__EXERCISE SET__:
#1 In the news report on U.S. drug sales funding Middle East terrorist groups, which two cities were the operations based in?
#2 Copy the part of the news report from "DEA officials said" to "into the Midwest." word for word.
(Beginning of TEXT SHOWN)
DEA: U.S. drug traffic funded Mideast terrorists
WASHINGTON (CNN) -- Federal investigators said Monday they have evidence that Middle East terrorist organizations have benefited financially from an illegal drug operation in the United States.
Drug Enforcement Administration officials said an ongoing investigation into a widespread methamphetamine operation found perhaps "millions of dollars" were being laundered illegally to overseas bank accounts connected to known terror groups in countries such as Yemen and Lebanon.
Authorities have made dozens of arrests in the United States since the drug ring was broken up in January, but none of those people have been charged with any terrorism-related offenses, according to the DEA.
"There is increasing intelligence information from the investigation ... that for the first time, illegal drug sales in the United States are going in part to support terrorist organizations in the Middle East," DEA Administrator Asa Hutchinson said in a statement.
Hezbollah, an Iranian-backed group, is among the organizations alleged to have been receiving money from the drug sales.
The DEA said it has no evidence that any of the money was linked to the September 11 terrorist attacks.
DEA officials said there is no indication so far that any terrorist groups were in control of the drug operation. Hutchinson would say only that "a significant portion of some of the drug sales" benefited Middle East terror organizations.
No exact figure was given on how much money was funneled from the drug sales to these groups, but one official said the figure was possibly "in the millions," based on the amount recovered from the methamphetamine operation.
Some 136 people have been arrested since January when the DEA announced men of Middle Eastern descent were charged with smuggling pseudoephedrine from Canada into the Midwest.
Pseudoephedrine is legally used in many popular cold and allergy medicines. It also is used to make methamphetamine, an illegal drug known as "crystal meth."
At the time of the arrests, Hutchinson said there was no known link to terrorism, but evidence gathered recently led investigators to their new conclusion.
"Now we can show these [overseas terror] organizations are directly benefiting from what's going on here" in the illegal U.S. drug trade, one DEA official said.
The operations were based in Detroit, Michigan, and Chicago, Illinois, and involved men with ties to Jordan, Lebanon, and Yemen, according to federal investigators.
Nearly 36 tons of pseudoephedrine, 179 pounds of methamphetamine, $4.5 million in cash, 160 cars and real estate were seized in the drug raids.
(End of TEXT SHOWN)
(Beginning of GIVEN RECORDS)
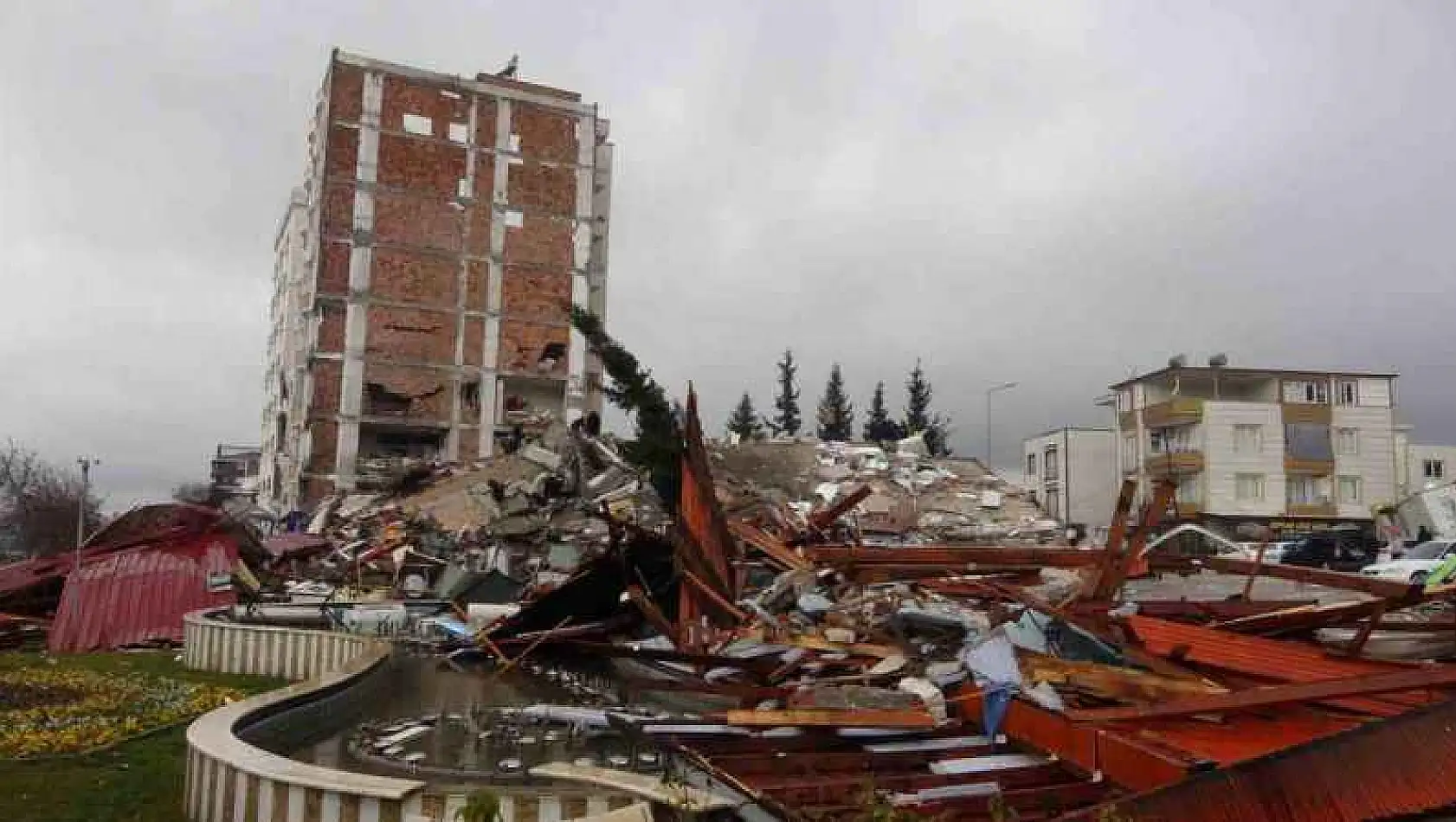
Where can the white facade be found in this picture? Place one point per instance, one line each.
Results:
(1073, 473)
(1264, 442)
(1426, 466)
(286, 380)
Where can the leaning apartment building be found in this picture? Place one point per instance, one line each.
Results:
(425, 273)
(1295, 450)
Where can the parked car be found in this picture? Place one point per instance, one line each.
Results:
(1414, 565)
(1336, 550)
(1272, 555)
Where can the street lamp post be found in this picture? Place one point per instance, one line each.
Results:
(989, 392)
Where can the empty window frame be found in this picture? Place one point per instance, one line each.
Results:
(1350, 491)
(1248, 488)
(1248, 438)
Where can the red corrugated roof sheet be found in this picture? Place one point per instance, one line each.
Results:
(140, 595)
(1272, 661)
(1389, 768)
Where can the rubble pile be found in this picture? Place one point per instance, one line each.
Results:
(970, 680)
(430, 529)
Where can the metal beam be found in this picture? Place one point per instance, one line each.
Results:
(1432, 677)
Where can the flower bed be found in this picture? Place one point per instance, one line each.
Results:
(60, 709)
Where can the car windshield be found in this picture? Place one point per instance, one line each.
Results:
(1427, 552)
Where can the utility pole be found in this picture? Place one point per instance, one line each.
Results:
(81, 516)
(989, 392)
(81, 506)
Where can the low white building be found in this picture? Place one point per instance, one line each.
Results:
(1420, 467)
(1073, 473)
(1289, 448)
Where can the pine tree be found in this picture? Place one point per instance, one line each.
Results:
(744, 421)
(920, 420)
(918, 401)
(879, 428)
(836, 414)
(787, 420)
(659, 446)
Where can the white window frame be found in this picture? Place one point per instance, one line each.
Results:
(1248, 438)
(1357, 491)
(1306, 392)
(1251, 492)
(1312, 498)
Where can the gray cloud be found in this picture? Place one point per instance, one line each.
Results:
(1053, 192)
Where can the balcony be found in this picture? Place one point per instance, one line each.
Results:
(1178, 411)
(1306, 414)
(1176, 463)
(1305, 466)
(1324, 508)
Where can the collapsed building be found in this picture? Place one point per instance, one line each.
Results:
(425, 273)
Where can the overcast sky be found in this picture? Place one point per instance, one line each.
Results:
(1056, 194)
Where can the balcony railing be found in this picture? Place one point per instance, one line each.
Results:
(1178, 411)
(1185, 461)
(1323, 508)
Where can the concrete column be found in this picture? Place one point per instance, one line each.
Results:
(End of GIVEN RECORDS)
__TASK-BY-TASK SOLUTIONS__:
#1 Detroit, Michigan, and Chicago, Illinois.

#2
DEA officials said there is no indication so far that any terrorist groups were in control of the drug operation. Hutchinson would say only that "a significant portion of some of the drug sales" benefited Middle East terror organizations.
No exact figure was given on how much money was funneled from the drug sales to these groups, but one official said the figure was possibly "in the millions," based on the amount recovered from the methamphetamine operation.
Some 136 people have been arrested since January when the DEA announced men of Middle Eastern descent were charged with smuggling pseudoephedrine from Canada into the Midwest.